Excerpt from a dataset:
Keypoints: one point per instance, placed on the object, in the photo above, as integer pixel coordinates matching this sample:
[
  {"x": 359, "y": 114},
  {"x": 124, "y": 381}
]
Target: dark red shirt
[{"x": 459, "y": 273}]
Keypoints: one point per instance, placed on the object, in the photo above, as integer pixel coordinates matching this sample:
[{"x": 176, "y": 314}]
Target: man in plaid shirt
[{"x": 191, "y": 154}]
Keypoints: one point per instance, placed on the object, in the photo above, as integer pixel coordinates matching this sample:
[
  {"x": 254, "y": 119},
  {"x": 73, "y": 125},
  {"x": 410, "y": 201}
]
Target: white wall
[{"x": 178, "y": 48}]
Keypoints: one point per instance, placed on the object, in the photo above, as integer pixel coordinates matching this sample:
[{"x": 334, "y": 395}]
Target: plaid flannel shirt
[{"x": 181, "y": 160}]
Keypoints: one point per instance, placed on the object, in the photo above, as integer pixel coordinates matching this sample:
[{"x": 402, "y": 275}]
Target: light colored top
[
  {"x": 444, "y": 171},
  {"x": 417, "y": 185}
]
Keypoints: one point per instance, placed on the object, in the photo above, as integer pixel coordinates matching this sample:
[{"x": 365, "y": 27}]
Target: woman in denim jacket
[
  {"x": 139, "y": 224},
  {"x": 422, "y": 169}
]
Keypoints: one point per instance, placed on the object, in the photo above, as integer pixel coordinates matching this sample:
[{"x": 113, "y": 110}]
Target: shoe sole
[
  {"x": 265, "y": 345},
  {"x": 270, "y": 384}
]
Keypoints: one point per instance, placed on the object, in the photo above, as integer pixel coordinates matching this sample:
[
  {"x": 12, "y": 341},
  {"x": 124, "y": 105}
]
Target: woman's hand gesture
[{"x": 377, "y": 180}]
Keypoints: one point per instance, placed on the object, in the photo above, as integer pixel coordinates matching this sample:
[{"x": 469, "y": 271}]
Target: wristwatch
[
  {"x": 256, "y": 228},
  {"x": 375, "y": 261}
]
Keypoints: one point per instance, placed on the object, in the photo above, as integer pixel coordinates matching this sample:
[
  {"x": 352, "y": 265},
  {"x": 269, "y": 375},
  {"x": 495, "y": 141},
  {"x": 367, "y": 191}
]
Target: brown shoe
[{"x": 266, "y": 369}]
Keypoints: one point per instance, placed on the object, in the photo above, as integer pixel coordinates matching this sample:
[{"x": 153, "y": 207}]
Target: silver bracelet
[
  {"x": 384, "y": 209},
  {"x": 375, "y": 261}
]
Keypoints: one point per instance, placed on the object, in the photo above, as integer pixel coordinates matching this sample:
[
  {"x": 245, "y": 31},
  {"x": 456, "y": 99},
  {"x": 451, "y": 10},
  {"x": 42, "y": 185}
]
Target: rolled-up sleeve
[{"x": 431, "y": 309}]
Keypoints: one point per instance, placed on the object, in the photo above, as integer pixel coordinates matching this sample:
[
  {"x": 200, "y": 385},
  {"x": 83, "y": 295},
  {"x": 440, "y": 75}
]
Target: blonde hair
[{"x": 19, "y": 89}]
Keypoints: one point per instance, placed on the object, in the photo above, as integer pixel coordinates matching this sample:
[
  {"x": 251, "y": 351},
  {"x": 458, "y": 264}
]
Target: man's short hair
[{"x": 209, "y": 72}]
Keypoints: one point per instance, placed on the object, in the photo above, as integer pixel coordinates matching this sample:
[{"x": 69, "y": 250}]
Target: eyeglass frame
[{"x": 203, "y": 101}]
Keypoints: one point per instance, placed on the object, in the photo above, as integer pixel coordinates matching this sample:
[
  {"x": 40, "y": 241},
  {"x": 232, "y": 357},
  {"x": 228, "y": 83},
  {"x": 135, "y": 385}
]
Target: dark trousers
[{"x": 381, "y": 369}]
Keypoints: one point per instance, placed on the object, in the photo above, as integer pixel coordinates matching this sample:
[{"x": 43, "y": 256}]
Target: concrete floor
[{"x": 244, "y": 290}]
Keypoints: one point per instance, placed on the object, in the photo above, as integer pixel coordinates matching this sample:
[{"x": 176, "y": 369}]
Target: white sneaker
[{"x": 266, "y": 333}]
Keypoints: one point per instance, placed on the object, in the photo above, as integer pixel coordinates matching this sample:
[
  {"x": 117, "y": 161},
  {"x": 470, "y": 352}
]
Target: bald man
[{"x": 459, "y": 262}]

**TASK REQUIREMENTS**
Please repeat the listing exactly, with nothing left out.

**REPLY TO THE EXERCISE**
Keypoints: one point per instance, placed on the object, in the photo above, as integer pixel coordinates matching this sample:
[
  {"x": 359, "y": 114},
  {"x": 124, "y": 381}
]
Target: dark red shirt
[{"x": 459, "y": 273}]
Keypoints: one point per instance, placed on the object, in the photo above, as integer pixel coordinates matching this sample:
[{"x": 176, "y": 314}]
Target: man in plaid shirt
[{"x": 191, "y": 154}]
Keypoints: one point per instance, placed on the object, in the photo above, as integer pixel coordinates matching this sample:
[
  {"x": 254, "y": 119},
  {"x": 73, "y": 125},
  {"x": 410, "y": 201}
]
Target: white wall
[{"x": 178, "y": 48}]
Keypoints: one point per instance, placed on the object, in the photo above, as integer pixel coordinates matching this sample:
[{"x": 334, "y": 395}]
Target: plaid flannel shirt
[{"x": 181, "y": 160}]
Keypoints: one point per instance, placed on the object, in the photo above, as integer pixel coordinates matching this sample:
[{"x": 402, "y": 275}]
Target: light colored top
[
  {"x": 444, "y": 171},
  {"x": 417, "y": 185}
]
Keypoints: one point per instance, placed on the object, in the photo above, as integer pixel coordinates matching this sample:
[{"x": 365, "y": 27}]
Target: woman in denim jacket
[
  {"x": 139, "y": 224},
  {"x": 422, "y": 169}
]
Keypoints: one point per instance, placed on the object, in the photo above, as integer pixel coordinates matching this sample:
[{"x": 113, "y": 110}]
Target: shoe sole
[
  {"x": 265, "y": 345},
  {"x": 270, "y": 384}
]
Keypoints: one point per instance, placed on the object, in the photo above, as integer pixel coordinates matching this sample:
[
  {"x": 12, "y": 341},
  {"x": 124, "y": 105}
]
Target: woman's hand gesture
[{"x": 377, "y": 180}]
Keypoints: one point per instance, placed on the object, in the photo above, as integer pixel coordinates matching this sample:
[{"x": 469, "y": 271}]
Target: wristwatch
[
  {"x": 256, "y": 228},
  {"x": 375, "y": 261}
]
Keypoints: one point per instance, placed on the object, in the photo above, as integer pixel coordinates matching this sample:
[
  {"x": 352, "y": 265},
  {"x": 269, "y": 375},
  {"x": 495, "y": 141},
  {"x": 367, "y": 191}
]
Target: brown shoe
[{"x": 266, "y": 369}]
Keypoints: one point per instance, placed on the object, in the photo above, as integer pixel coordinates matching this sample:
[{"x": 153, "y": 207}]
Target: silver bracelet
[
  {"x": 384, "y": 209},
  {"x": 375, "y": 261}
]
Keypoints: one point per instance, placed on the object, in the photo above, as integer pixel coordinates matching this sample:
[
  {"x": 245, "y": 31},
  {"x": 456, "y": 99},
  {"x": 451, "y": 10},
  {"x": 42, "y": 185}
]
Target: rolled-up sleeve
[{"x": 431, "y": 309}]
Keypoints: one point per instance, placed on the object, in the photo above, as integer pixel coordinates matching this sample:
[
  {"x": 200, "y": 385},
  {"x": 83, "y": 295},
  {"x": 440, "y": 75}
]
Target: blonde hair
[{"x": 19, "y": 89}]
Keypoints: one point per instance, placed on the object, in the photo above, as integer pixel coordinates matching this sample:
[
  {"x": 251, "y": 351},
  {"x": 458, "y": 264}
]
Target: man's short hair
[{"x": 209, "y": 72}]
Keypoints: one point per instance, placed on the object, in the photo above, as integer pixel coordinates matching this sample:
[{"x": 69, "y": 250}]
Target: eyeglass frame
[{"x": 203, "y": 101}]
Keypoints: one point per instance, placed on the object, in the photo above, as integer pixel coordinates matching this sample:
[
  {"x": 40, "y": 241},
  {"x": 232, "y": 357},
  {"x": 228, "y": 83},
  {"x": 135, "y": 385}
]
Target: dark trousers
[{"x": 381, "y": 369}]
Keypoints: one point per instance, placed on the object, in the photo above, as integer pixel coordinates matching this sample:
[{"x": 43, "y": 256}]
Target: concrete floor
[{"x": 244, "y": 290}]
Keypoints: one point per instance, placed on the object, in the photo above, as integer pixel coordinates matching this sample:
[{"x": 176, "y": 369}]
Target: white sneaker
[{"x": 266, "y": 333}]
Keypoints: one point per instance, placed on the object, in the photo above, as integer pixel coordinates matching this sample:
[
  {"x": 117, "y": 161},
  {"x": 470, "y": 352}
]
Target: bald man
[{"x": 459, "y": 262}]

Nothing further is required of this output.